# Dataset entries start
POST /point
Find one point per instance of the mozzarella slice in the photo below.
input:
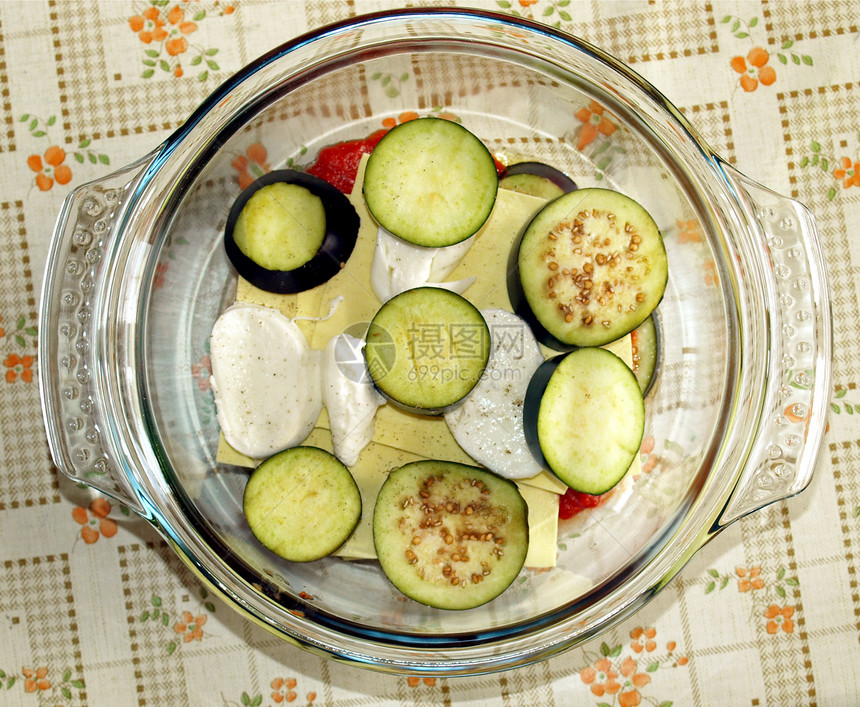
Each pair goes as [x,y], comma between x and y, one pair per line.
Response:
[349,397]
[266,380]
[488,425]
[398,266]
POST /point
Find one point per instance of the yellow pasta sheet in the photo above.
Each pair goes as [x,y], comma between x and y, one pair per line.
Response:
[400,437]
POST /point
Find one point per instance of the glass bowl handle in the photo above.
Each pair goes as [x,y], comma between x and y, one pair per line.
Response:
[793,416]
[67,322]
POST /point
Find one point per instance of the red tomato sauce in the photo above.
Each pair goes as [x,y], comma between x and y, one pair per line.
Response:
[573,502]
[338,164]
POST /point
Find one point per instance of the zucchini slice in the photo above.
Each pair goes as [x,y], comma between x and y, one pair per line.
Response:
# Dataset entries end
Rewrite all of the records above, replacing "one pair per line" with "one pair per row" and leaving everything else unchanged. Leave the pictures out of your answer.

--- Complete output ---
POST /point
Find one point per instance of the mozzarella slice in the photo below.
input:
Each pair goes as [x,y], comma between x and y, one pair per row.
Response:
[349,397]
[266,380]
[488,425]
[398,266]
POST /point
Find one point per instance of the yellow pasta sheet in the photo above.
Each pair goes as [x,y], comma between x and y, one pair per row.
Response:
[400,437]
POST /point
Find one point per instance of the glass bowl handle in the photo above.
Each pair goes as [x,y], comma between x and y, one pair per row.
Response:
[793,416]
[67,322]
POST /point
Find one point per instance of the red tomato sauce in the photo above.
Each pair goes as [x,y], comma between x and y, one pair per row.
Response:
[573,502]
[338,164]
POST /point
Find one point per instance of the zucchini slice in the photo above.
Each pair goes as [x,y], comma between x and y, one pair per row.
Response:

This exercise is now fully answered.